Passage to read —

★ ★ ★ ★

“Wanna come over watch a movie and chill?” Everything was going really well for Jessica and David: They were on their third date watching a movie at her place. Things took a turn for the worse when they tried to pick a movie to watch. They thought they were signing up to watch a comedy, but what they got was a drama. Things didn’t work out too well for them.

IMDb genre categorization often conflicts with how a movie is marketed and what audiences expect. We look at this disparity and its impact on how movies are perceived.

Production companies spend time and effort controlling how a movie is marketed, in order to attract the attention of certain audiences and increase sales for the movie. After a movie’s release its input into IMDb is based on an editor’s opion and attempts to appeal to as broad of audiences as possible. We will be looking at a couple of the most popular movies over the past sixty years to see if IMDb has categorized them the same way they were marketed when they were first released.

To help determine what movies we would be analyzing over the past 80 years, we found the movie with the highest number of recorded votes, up to the time that the data was collected for SQL.

sql_1940_data <- db %>%
dbGetQuery("SELECT t.title, t.production_year, 
mi.movie_id,
mii.info_type_id, mii.info 
FROM title t
LEFT JOIN movie_info mi ON mi.movie_id = t.id
LEFT JOIN movie_info mi2 ON mi2.movie_id = t.id
LEFT JOIN movie_info_idx mii ON mii.movie_id = t.id
WHERE kind_id = 1 AND production_year = 1940
  AND mi.info_type_id = 1 AND mi2.info = 'USA'
  AND mii.info_type_id = 100
  AND mii.info > 100000
  ORDER BY mii.info DESC;")
sql_1960_data <- db %>%
dbGetQuery("SELECT t.title, t.production_year, 
mi.movie_id,
mii.info_type_id, mii.info 
FROM title t
LEFT JOIN movie_info mi ON mi.movie_id = t.id
LEFT JOIN movie_info mi2 ON mi2.movie_id = t.id
LEFT JOIN movie_info_idx mii ON mii.movie_id = t.id
WHERE kind_id = 1 AND production_year = 1960
  AND mi.info_type_id = 1 AND mi2.info = 'USA'
  AND mii.info_type_id = 100
  AND mii.info > 100000
  ORDER BY mii.info DESC;")

★ ★ ★ ★

Goal — From the piece on IMDb genres, quote word for word the part that opens with the words containing "IMDb genre categorization" and closes with "collected for SQL.".

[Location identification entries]
★ ★ ★ ★

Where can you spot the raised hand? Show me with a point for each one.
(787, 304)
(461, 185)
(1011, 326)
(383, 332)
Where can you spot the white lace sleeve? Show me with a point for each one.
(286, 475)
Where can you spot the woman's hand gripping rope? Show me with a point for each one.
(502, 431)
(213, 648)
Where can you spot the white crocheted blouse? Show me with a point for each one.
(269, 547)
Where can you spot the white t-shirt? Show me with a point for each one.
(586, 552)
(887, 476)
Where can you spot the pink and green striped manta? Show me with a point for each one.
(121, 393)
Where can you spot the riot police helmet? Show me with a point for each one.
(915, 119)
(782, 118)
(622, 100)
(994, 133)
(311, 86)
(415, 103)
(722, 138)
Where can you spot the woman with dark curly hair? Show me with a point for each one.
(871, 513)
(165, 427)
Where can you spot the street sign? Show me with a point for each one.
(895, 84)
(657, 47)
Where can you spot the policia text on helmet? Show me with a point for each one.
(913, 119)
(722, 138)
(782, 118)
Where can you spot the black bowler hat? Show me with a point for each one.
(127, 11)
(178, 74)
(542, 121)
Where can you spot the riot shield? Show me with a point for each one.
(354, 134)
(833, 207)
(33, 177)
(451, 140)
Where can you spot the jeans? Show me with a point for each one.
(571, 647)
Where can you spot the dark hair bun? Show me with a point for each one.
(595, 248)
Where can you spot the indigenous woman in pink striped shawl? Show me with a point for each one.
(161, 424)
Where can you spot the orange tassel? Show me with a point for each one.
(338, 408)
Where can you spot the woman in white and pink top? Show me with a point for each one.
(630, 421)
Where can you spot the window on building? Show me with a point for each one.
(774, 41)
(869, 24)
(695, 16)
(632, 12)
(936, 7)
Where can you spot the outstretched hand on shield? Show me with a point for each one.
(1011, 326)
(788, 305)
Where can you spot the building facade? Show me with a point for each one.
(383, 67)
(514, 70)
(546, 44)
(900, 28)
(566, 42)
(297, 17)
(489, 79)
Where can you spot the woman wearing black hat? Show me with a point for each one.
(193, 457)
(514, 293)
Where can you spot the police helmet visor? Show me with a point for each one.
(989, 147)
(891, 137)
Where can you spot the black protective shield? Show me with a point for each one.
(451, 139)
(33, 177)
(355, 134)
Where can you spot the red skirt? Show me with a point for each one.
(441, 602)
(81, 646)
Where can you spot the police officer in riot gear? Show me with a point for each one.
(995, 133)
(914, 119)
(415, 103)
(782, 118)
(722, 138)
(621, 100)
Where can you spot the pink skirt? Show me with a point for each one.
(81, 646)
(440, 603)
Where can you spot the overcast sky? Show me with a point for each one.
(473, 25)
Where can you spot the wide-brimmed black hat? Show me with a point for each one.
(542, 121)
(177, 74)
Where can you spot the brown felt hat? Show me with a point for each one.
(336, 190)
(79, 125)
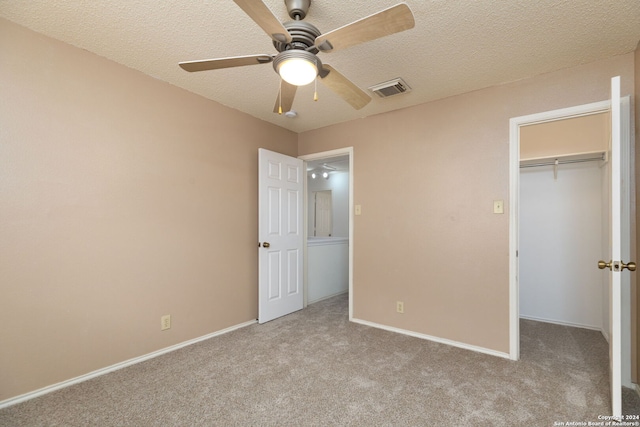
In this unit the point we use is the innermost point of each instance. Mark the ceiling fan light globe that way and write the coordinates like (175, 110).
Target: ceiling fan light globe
(297, 67)
(298, 71)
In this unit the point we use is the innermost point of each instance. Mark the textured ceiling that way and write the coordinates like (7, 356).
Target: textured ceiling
(455, 47)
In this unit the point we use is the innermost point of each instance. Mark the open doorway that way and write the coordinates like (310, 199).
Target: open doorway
(516, 126)
(328, 225)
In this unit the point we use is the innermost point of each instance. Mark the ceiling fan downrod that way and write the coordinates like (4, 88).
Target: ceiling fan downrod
(297, 8)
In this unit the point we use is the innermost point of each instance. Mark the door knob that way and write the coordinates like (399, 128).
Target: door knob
(602, 265)
(630, 266)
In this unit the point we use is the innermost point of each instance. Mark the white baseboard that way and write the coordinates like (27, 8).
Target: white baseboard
(573, 325)
(434, 339)
(342, 292)
(560, 322)
(106, 370)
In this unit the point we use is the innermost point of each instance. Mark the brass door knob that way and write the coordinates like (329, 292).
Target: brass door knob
(630, 266)
(602, 265)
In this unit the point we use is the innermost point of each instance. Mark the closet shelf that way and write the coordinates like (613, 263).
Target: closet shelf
(564, 159)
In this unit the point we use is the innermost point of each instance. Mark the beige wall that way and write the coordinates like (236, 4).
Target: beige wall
(122, 199)
(635, 294)
(426, 178)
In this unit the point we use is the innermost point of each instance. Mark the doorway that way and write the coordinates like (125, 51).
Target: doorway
(339, 163)
(514, 234)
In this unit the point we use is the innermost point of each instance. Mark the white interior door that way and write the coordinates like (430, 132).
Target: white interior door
(280, 234)
(615, 265)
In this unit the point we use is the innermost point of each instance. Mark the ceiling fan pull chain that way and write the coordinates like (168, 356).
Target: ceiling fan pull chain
(280, 99)
(315, 91)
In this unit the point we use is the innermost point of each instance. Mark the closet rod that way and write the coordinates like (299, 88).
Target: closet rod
(562, 162)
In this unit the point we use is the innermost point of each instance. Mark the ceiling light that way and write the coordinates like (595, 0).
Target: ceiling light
(297, 67)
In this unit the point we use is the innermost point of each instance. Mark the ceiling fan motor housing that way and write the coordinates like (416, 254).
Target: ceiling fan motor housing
(303, 36)
(297, 8)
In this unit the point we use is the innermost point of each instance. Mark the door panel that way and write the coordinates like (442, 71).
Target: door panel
(615, 351)
(280, 234)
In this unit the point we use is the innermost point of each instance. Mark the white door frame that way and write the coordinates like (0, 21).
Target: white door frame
(514, 201)
(318, 156)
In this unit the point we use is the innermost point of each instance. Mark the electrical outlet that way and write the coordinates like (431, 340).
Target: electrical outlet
(165, 322)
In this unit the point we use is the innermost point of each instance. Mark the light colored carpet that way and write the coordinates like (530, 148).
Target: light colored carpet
(315, 368)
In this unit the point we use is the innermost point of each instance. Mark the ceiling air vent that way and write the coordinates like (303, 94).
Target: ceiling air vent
(390, 88)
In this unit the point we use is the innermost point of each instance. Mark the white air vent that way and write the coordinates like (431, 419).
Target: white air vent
(390, 88)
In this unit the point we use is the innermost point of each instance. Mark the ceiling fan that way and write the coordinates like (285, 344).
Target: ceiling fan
(298, 44)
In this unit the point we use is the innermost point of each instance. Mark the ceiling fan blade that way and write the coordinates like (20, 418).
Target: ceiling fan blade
(389, 21)
(285, 97)
(344, 88)
(216, 64)
(260, 13)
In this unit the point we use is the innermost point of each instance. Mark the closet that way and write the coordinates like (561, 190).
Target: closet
(563, 221)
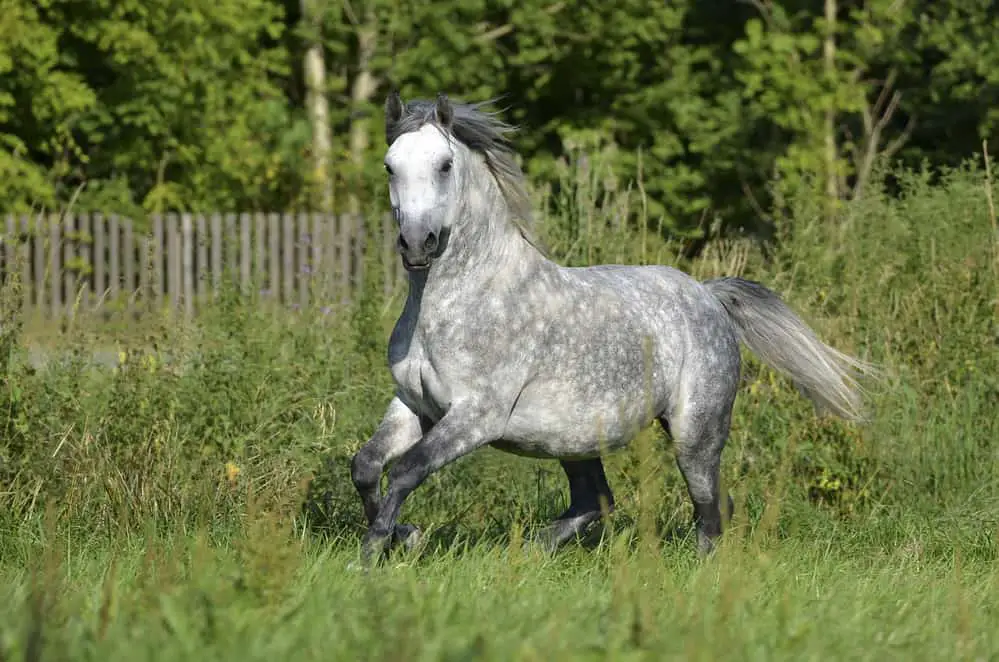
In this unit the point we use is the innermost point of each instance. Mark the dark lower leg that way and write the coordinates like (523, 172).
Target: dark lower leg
(589, 497)
(701, 474)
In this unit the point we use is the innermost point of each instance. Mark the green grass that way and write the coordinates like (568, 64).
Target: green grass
(202, 508)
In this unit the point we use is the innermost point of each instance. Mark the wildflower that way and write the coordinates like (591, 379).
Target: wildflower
(232, 472)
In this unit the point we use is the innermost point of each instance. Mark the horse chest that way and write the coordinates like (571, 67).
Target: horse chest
(421, 383)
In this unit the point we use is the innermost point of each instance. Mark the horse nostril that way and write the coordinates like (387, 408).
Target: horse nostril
(430, 243)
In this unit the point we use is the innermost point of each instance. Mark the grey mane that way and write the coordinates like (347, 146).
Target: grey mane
(485, 133)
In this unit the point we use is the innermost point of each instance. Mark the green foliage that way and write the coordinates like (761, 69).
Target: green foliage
(186, 105)
(162, 508)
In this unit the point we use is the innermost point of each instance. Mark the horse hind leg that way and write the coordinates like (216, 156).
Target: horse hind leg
(700, 437)
(589, 495)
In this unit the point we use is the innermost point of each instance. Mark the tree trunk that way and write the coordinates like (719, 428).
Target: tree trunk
(318, 106)
(363, 89)
(829, 56)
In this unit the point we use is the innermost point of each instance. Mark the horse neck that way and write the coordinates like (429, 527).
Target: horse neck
(486, 244)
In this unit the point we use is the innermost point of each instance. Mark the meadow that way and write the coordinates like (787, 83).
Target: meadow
(195, 501)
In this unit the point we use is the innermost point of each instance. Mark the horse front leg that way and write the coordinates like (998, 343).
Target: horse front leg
(399, 430)
(589, 497)
(462, 430)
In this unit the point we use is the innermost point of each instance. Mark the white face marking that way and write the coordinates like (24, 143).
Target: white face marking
(421, 167)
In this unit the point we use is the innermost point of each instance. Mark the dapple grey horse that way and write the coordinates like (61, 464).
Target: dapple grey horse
(499, 345)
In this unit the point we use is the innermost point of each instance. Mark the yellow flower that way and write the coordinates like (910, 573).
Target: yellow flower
(231, 472)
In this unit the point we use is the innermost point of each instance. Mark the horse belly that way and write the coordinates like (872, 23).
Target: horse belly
(551, 423)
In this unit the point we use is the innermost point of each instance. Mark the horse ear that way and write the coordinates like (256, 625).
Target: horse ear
(393, 111)
(444, 111)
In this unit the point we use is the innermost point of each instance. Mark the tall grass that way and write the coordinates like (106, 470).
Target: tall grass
(195, 502)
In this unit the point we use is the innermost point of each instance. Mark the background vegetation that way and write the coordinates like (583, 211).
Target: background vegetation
(194, 502)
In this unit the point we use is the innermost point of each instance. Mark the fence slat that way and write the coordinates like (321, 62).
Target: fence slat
(187, 267)
(114, 257)
(157, 275)
(55, 263)
(24, 251)
(345, 227)
(201, 263)
(259, 265)
(216, 245)
(245, 232)
(69, 262)
(39, 237)
(85, 258)
(129, 258)
(7, 243)
(288, 258)
(174, 264)
(304, 272)
(274, 245)
(145, 291)
(316, 246)
(298, 259)
(232, 248)
(100, 260)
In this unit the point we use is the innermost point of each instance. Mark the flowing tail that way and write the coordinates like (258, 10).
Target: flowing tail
(772, 331)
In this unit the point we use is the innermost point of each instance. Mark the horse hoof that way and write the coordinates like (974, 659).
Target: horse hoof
(408, 536)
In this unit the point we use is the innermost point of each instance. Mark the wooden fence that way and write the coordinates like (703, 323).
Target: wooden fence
(73, 262)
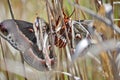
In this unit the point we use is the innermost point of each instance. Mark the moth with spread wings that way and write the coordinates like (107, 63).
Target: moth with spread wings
(21, 35)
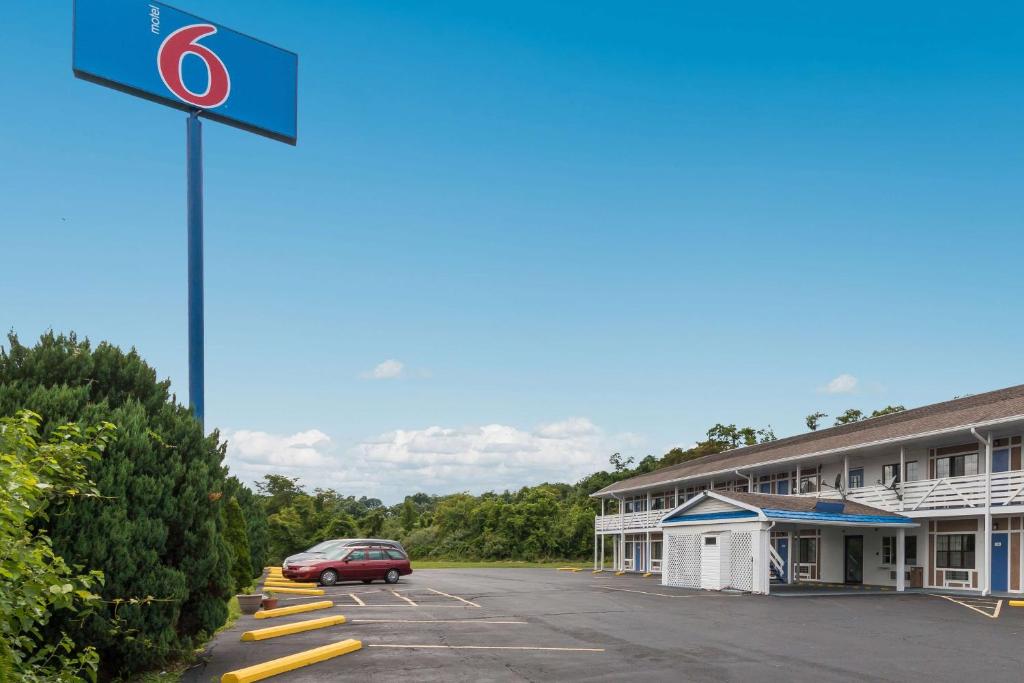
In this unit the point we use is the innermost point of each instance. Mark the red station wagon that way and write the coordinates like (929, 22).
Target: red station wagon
(364, 563)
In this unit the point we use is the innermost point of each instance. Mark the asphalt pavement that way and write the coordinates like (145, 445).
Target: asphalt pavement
(542, 625)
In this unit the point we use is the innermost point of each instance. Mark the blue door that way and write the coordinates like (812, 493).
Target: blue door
(1000, 561)
(1000, 460)
(782, 548)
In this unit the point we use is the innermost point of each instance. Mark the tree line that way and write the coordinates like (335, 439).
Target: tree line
(123, 536)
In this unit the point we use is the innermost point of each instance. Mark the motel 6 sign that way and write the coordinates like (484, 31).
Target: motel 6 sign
(156, 51)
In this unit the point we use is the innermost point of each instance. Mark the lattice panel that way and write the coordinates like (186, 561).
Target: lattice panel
(741, 560)
(683, 553)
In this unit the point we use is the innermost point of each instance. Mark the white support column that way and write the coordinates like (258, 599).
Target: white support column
(986, 580)
(622, 536)
(795, 553)
(791, 557)
(902, 475)
(900, 566)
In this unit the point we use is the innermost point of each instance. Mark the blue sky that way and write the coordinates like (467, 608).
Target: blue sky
(579, 227)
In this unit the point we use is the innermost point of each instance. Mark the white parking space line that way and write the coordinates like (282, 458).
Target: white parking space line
(493, 647)
(456, 597)
(399, 595)
(994, 613)
(430, 621)
(660, 595)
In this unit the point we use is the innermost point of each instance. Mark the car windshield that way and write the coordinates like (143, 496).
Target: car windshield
(324, 547)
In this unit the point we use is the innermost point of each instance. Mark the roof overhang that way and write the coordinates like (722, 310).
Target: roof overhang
(731, 469)
(745, 512)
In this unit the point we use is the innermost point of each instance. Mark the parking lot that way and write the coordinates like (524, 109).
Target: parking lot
(498, 625)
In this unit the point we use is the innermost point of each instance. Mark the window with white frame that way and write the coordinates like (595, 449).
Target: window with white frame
(889, 550)
(856, 477)
(910, 469)
(954, 551)
(956, 466)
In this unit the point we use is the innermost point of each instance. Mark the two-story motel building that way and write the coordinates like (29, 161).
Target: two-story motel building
(928, 498)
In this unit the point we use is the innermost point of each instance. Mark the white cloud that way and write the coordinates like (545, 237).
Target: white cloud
(388, 370)
(435, 460)
(843, 384)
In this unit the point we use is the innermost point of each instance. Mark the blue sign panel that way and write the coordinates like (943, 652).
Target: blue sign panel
(156, 51)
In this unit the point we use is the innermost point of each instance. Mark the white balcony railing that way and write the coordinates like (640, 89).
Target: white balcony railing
(966, 492)
(629, 521)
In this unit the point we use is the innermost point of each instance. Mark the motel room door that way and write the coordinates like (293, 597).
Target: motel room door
(854, 559)
(1000, 561)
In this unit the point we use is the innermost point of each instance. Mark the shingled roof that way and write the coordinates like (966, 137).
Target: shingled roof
(958, 413)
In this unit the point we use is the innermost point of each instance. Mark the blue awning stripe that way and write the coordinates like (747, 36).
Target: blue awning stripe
(711, 515)
(772, 513)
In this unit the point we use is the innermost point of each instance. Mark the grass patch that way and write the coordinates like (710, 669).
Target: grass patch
(495, 564)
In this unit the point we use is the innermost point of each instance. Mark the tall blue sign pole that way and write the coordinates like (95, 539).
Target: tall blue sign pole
(197, 355)
(155, 51)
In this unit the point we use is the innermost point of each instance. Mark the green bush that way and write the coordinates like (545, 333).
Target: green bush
(158, 534)
(238, 542)
(38, 589)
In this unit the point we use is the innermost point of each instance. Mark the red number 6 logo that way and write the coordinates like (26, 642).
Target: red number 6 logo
(171, 55)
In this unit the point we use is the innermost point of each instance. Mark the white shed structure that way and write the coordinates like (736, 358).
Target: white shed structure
(721, 541)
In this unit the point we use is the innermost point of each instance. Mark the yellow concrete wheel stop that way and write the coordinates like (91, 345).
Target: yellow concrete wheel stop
(293, 609)
(290, 663)
(298, 591)
(289, 629)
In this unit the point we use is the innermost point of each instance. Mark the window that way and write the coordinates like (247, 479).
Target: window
(956, 466)
(910, 550)
(809, 484)
(808, 551)
(889, 550)
(856, 478)
(954, 551)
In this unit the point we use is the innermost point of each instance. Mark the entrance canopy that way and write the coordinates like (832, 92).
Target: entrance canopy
(713, 507)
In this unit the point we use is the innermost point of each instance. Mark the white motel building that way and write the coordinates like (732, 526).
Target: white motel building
(928, 498)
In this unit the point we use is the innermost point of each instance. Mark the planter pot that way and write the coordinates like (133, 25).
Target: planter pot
(249, 604)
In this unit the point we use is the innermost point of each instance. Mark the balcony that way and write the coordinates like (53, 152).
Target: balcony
(630, 521)
(966, 493)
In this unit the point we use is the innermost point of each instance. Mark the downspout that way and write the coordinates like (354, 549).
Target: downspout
(986, 579)
(622, 534)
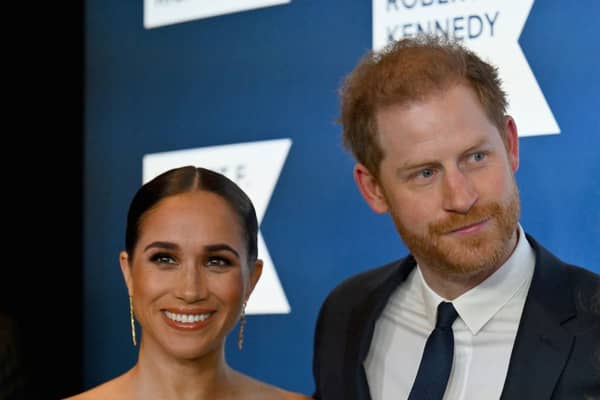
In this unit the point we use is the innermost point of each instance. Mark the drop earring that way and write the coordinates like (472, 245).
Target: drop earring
(242, 325)
(132, 321)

★ ★ ★ ★

Expected answer —
IMDb genre categorization often conflicts with how a movie is marketed and what audiences expect. We look at this disparity and its impact on how movies are perceived.

Production companies spend time and effort controlling how a movie is marketed, in order to attract the attention of certain audiences and increase sales for the movie. After a movie’s release its input into IMDb is based on an editor’s opion and attempts to appeal to as broad of audiences as possible. We will be looking at a couple of the most popular movies over the past sixty years to see if IMDb has categorized them the same way they were marketed when they were first released.

To help determine what movies we would be analyzing over the past 80 years, we found the movie with the highest number of recorded votes, up to the time that the data was collected for SQL.